SET EXERCISE A => Return each line from the entries below that contains the word "wing".

PASSAGE SHOWN =>
Monday, May 12, 2008
Monday, January 14, 2008
WEB-BASED METADATA ADMINISTRATION SYSTEM
WEB-BASED METADATA ADMINISTRATION SYSTEM
Durgendra Man Kayastha
Chief Survey Officer,
NGIIP, Survey Department, Nepal
digimap@wlink.com.np
KEY WORDS: Metadata, Geospatial data search
ABSTRACT: Metadata forms the basis for exploring data. A well structured and detailed metadata supports exploring the existence of a data set, suitability of datasets for the intended application, and also finding out the ways to obtain such a dataset. One of the fundamental purposes of establishing a geospatial information infrastructure is to provide an easy means to supporting such an activity of data mining/exploration etc. National Geographic Information Infrastructure Programme, Survey Department (NGIIP/SD), Nepal is working towards the development of a web-based metadata administration system concerning geospatial data in Nepal. The system was XML based and built upon open source software technology.
This paper describes the content standards adapted followed by system prototype.
1. Introduction
Geo-spatial data are often required for different purposes to users. Consequently collection of such data proceeds with the methods probably most suitable for the intended application. In general, data collected for one particular application could be made useful to scores of other applications. Hence, such dataset should be made available to other users as easily as possible. It is generally found that the data collected and maintained by one agency was not known to other agency or may be difficult to obtain such data due to several reasons. In many cases the other users even have no option of finding out the suitability of such data maintained by other agencies in case of availability too. This generally leads to collection and maintenance of data by individual agencies on their own, probably duplicating the data itself. Such situation can be avoided or the problems can be minimized by setting up a metadata system and thus making suitable provision for sharing the information among the users in the framework of a national geographic information infrastructure. The following sections describe the content of the metadata adopted by the NGIIP/SD and the implementation of the system.

SET EXERCISE B => In the metadata paper above, what kind of software technology is the NGIIP/SD system built on?

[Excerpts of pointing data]
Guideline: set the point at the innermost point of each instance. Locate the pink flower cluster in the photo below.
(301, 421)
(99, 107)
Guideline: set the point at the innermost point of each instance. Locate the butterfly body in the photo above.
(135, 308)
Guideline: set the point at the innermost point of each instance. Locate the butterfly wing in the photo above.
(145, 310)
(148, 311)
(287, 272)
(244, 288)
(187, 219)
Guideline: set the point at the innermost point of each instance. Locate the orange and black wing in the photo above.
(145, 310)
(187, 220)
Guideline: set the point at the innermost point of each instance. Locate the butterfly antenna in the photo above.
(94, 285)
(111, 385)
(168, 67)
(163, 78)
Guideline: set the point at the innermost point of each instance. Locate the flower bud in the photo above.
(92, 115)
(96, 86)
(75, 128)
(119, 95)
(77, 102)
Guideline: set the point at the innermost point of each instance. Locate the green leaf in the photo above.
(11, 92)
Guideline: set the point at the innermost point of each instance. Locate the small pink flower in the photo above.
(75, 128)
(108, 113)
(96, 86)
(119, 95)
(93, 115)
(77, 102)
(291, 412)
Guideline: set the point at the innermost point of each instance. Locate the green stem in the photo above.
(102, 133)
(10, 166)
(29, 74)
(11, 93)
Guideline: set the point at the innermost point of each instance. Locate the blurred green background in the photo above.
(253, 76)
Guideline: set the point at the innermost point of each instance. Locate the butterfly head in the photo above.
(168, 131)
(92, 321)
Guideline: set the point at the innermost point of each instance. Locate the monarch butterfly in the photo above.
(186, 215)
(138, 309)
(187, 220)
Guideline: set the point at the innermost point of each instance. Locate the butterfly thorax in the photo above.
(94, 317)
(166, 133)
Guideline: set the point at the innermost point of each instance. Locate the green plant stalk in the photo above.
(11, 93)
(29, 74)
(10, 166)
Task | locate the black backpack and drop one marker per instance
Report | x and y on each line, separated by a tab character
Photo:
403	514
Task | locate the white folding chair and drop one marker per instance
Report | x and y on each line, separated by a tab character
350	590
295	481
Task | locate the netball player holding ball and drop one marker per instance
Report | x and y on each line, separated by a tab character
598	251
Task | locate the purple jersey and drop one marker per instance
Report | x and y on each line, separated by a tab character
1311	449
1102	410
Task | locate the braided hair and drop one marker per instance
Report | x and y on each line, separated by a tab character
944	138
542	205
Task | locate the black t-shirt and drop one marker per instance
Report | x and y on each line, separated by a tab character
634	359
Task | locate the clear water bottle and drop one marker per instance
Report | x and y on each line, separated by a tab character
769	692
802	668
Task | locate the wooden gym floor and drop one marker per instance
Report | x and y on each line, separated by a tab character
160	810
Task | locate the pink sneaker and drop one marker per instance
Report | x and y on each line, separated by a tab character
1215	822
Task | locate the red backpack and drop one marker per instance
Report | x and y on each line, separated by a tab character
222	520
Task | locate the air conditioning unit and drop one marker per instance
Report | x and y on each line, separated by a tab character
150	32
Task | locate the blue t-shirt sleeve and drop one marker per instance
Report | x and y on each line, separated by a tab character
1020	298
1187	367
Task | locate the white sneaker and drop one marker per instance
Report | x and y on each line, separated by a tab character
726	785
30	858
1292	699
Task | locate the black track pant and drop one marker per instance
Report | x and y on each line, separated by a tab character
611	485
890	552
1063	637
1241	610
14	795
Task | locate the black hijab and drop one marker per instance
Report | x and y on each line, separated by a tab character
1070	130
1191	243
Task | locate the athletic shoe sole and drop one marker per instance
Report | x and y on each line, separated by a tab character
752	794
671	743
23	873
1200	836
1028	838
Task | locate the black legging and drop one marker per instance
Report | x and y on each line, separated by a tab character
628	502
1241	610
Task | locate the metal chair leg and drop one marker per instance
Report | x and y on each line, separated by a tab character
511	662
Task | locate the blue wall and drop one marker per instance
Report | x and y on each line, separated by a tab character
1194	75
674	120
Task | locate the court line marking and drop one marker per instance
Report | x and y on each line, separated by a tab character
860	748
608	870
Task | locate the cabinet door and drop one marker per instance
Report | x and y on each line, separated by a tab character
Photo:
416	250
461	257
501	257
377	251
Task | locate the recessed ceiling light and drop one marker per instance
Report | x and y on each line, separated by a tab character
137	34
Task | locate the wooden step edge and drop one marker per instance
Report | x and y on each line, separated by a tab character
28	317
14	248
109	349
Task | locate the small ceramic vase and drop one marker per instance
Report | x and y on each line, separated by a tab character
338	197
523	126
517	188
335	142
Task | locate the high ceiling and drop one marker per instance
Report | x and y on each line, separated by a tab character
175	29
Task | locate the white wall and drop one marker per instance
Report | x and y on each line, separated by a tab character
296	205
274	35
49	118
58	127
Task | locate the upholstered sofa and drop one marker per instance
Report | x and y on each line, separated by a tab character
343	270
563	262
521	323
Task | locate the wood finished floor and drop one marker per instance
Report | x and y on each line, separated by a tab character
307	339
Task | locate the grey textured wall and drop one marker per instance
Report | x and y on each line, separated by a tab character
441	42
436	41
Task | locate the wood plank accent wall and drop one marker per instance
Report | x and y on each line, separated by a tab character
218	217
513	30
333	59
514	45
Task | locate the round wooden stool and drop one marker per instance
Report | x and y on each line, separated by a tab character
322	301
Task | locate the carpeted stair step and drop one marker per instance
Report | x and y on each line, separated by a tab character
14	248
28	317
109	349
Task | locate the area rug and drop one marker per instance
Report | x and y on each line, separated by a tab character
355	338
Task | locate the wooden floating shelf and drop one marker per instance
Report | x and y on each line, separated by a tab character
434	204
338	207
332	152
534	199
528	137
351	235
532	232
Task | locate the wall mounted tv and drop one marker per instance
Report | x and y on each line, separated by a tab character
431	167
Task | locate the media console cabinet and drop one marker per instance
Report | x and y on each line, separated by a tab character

WORKED ANSWER A =>
Guideline: set the point at the innermost point of each instance. Locate the butterfly wing in the photo above.
Guideline: set the point at the innermost point of each instance. Locate the orange and black wing in the photo above.

WORKED ANSWER B => Open source software technology.